Swap "every instance" for "all instances" in the lines below and write them out again with nothing else altered. Omit the pictures.

════════

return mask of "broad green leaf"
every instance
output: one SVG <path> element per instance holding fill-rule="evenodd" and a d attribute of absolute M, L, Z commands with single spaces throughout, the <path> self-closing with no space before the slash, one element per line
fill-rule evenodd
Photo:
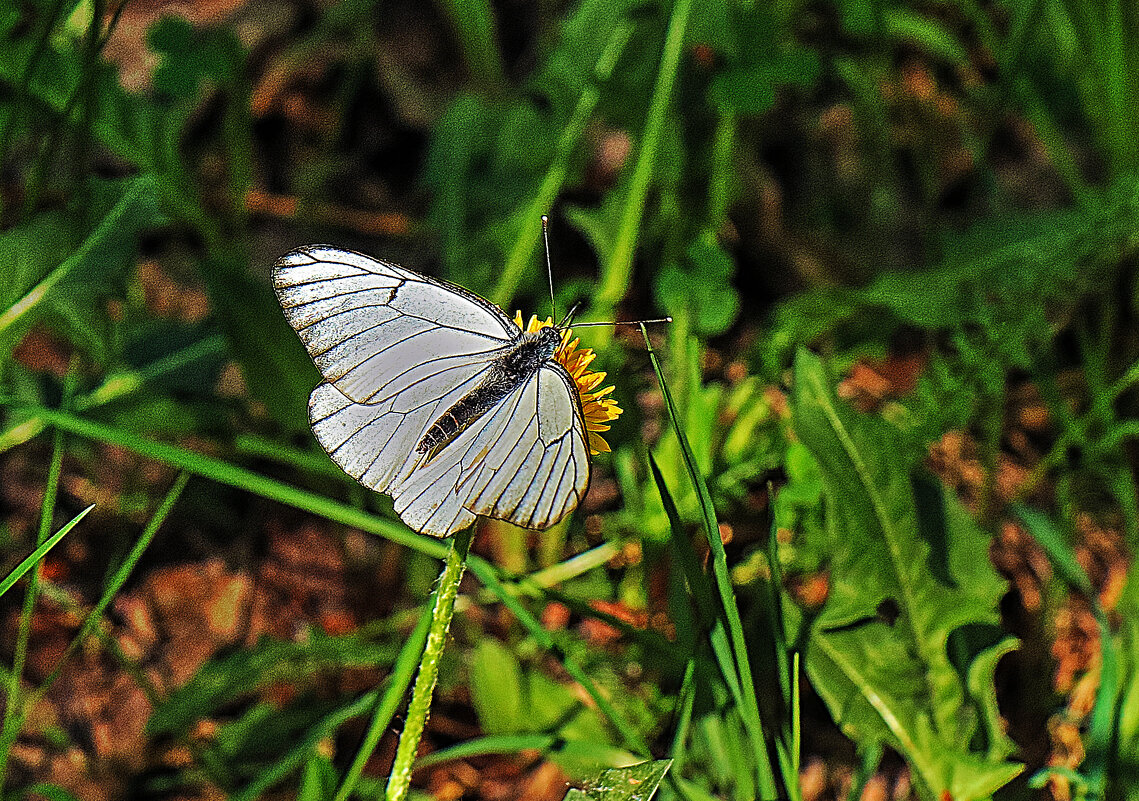
<path fill-rule="evenodd" d="M 819 463 L 831 536 L 830 594 L 805 653 L 812 684 L 844 731 L 901 752 L 931 798 L 988 798 L 1023 769 L 1003 744 L 974 745 L 995 714 L 978 686 L 995 655 L 970 676 L 984 640 L 960 638 L 999 639 L 1006 583 L 989 537 L 939 484 L 911 479 L 920 453 L 885 420 L 841 404 L 808 351 L 795 360 L 793 417 Z M 951 637 L 964 656 L 950 657 Z"/>
<path fill-rule="evenodd" d="M 670 262 L 656 277 L 657 300 L 671 314 L 688 310 L 699 336 L 724 333 L 739 313 L 739 293 L 731 285 L 735 262 L 711 231 L 693 240 L 683 263 Z"/>
<path fill-rule="evenodd" d="M 113 286 L 114 277 L 134 263 L 138 236 L 162 220 L 156 187 L 148 177 L 124 181 L 113 191 L 109 209 L 60 262 L 48 263 L 44 258 L 58 256 L 59 242 L 71 238 L 59 218 L 34 220 L 0 236 L 0 259 L 8 262 L 0 268 L 10 267 L 15 273 L 3 287 L 9 303 L 0 311 L 0 357 L 7 355 L 31 325 L 49 311 L 73 321 L 92 314 L 103 319 L 97 314 L 96 300 Z M 52 234 L 59 239 L 49 240 Z M 11 276 L 7 269 L 0 272 Z"/>
<path fill-rule="evenodd" d="M 470 656 L 470 702 L 486 734 L 533 730 L 524 713 L 522 667 L 505 645 L 478 640 Z"/>
<path fill-rule="evenodd" d="M 671 759 L 603 770 L 596 780 L 566 793 L 566 801 L 648 801 L 672 767 Z"/>

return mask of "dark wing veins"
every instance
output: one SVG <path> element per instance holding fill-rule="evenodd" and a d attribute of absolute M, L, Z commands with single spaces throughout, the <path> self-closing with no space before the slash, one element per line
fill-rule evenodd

════════

▶ _TASK RESULT_
return mask of "broad green leaf"
all instances
output: one SVG <path> element per instance holding fill-rule="evenodd" and a d attribute of absolute M, L, Z commands with single spaces throughout, the <path> self-closing with no space before the slash, one element per line
fill-rule evenodd
Photo:
<path fill-rule="evenodd" d="M 819 463 L 831 536 L 830 594 L 805 653 L 812 684 L 844 731 L 901 752 L 931 798 L 988 798 L 1023 769 L 1003 744 L 974 745 L 995 714 L 978 686 L 995 655 L 970 676 L 984 640 L 960 638 L 999 639 L 1006 583 L 989 537 L 939 484 L 911 479 L 920 453 L 885 420 L 841 404 L 808 351 L 795 360 L 793 417 Z M 951 637 L 964 656 L 950 657 Z"/>
<path fill-rule="evenodd" d="M 670 262 L 656 277 L 657 300 L 671 314 L 688 310 L 699 336 L 724 333 L 739 313 L 739 293 L 731 285 L 735 262 L 711 231 L 693 240 L 683 263 Z"/>
<path fill-rule="evenodd" d="M 113 286 L 114 277 L 134 263 L 138 236 L 162 220 L 156 187 L 148 177 L 124 181 L 113 191 L 109 209 L 60 262 L 48 263 L 44 258 L 58 256 L 59 242 L 71 238 L 59 218 L 34 220 L 0 236 L 0 259 L 8 262 L 0 268 L 10 267 L 15 273 L 3 287 L 9 303 L 0 311 L 0 357 L 7 355 L 31 325 L 49 311 L 73 321 L 92 314 L 103 319 L 97 314 L 96 300 Z M 52 234 L 59 239 L 49 240 Z M 11 276 L 7 269 L 0 272 Z"/>
<path fill-rule="evenodd" d="M 470 656 L 470 702 L 486 734 L 533 730 L 524 713 L 522 667 L 505 645 L 478 640 Z"/>
<path fill-rule="evenodd" d="M 671 759 L 603 770 L 596 780 L 566 793 L 566 801 L 648 801 L 672 767 Z"/>

return mask of "dark wing veins"
all instances
output: one SVG <path> element per instance holding fill-rule="evenodd" and a d attribute of absolute M, L, Z commands with single spaces throughout, the <path> self-closing with no space before the slash, one element per line
fill-rule evenodd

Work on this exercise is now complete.